• TEXTE EXTRAIT:

────

L’histoire de la constitution des grammaires, lesquelles sont toujours aussi bien explicatives que normatives[11], de la langue française ne peut pas être coupée de l’histoire de la constitution d’une langue d’état, d’une langue royale, puis républicaine, d’une langue officielle. Une langue légitime qui ravale les autres parlers au rang de langues illégitimes, de patois, de dialectes, de sabirs, d’argots. L’histoire française illustre le fait que la lutte pour l’unification politique d’un territoire n’est pas dissociable de la lutte pour son unification linguistique. Intégrer tout l’espace géographique (actuellement mais récemment francophone) dans un même univers langagier, ou plus exactement dans un univers où une seule langue est valorisée et reconnue, est un tour de force politique qui n’est pas sans effet sur la langue elle-même. Ainsi on peut comprendre le travail des grammairiens comme l’imposition, à force de codifications, d’une langue parmi d’autres, différente, distinguée des autres (et dont la maîtrise apporte la distinction sociale) : on retient une orthographe, une prononciation par mot, on disqualifie certaines tournures de phrase, jugées orales, populaires, etc.

Ainsi, bien qu’indéniablement la grammaire soit un travail de codification et de compréhension a posteriori de la langue (composante explicative), il ne faut pas négliger qu’elle fut aussi un travail a priori sur les formes acceptables de la langue (composante normative). En fait, cette distinction temporelle avant/après n’a aucun sens, ce que montre l’histoire de la constitution de la langue française en langue officielle (en tant que langue d’état, langue d’enseignement aussi bien qu’objet d’enseignement), c’est une co-construction entre la langue et l’état[12].

────

• EXTRAIT DE DONNÉES:
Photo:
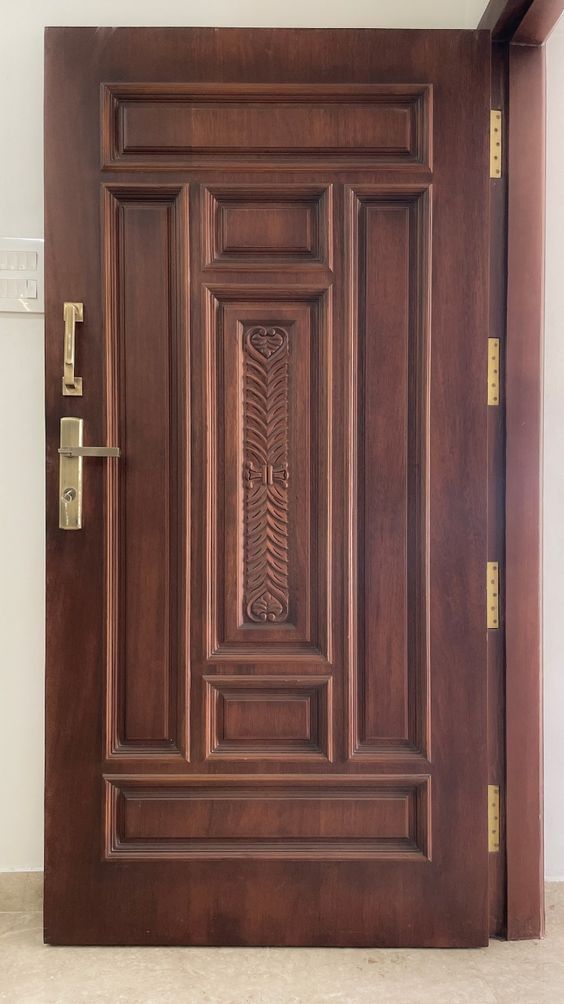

────

• CONSIGNE ÉCRITE 1: Traduisez en anglais cette phrase du texte sur l’histoire de la grammaire française : « L’histoire française illustre le fait que la lutte pour l’unification politique d’un territoire n’est pas dissociable de la lutte pour son unification linguistique. »
• CONSIGNE ÉCRITE 2: D’après le texte sur l’histoire de la grammaire française, que montre l’histoire de la constitution de la langue française en langue officielle ?

• RÉPONSE RÉDIGÉE 1: French history illustrates the fact that the struggle for the political unification of a territory cannot be separated from the struggle for its linguistic unification.

• RÉPONSE RÉDIGÉE 2: Elle montre une co-construction entre la langue et l’état.